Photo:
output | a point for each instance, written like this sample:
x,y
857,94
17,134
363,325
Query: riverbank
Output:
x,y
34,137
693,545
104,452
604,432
■ ■ ■
**Exercise requirements:** Exactly the lines from the line holding "output | a point" through the close of the listing above make up the answer; include nothing else.

**Output below:**
output | a point for each instance, written like this sample:
x,y
857,94
17,134
363,325
Query: riverbank
Output:
x,y
34,137
693,545
104,452
604,432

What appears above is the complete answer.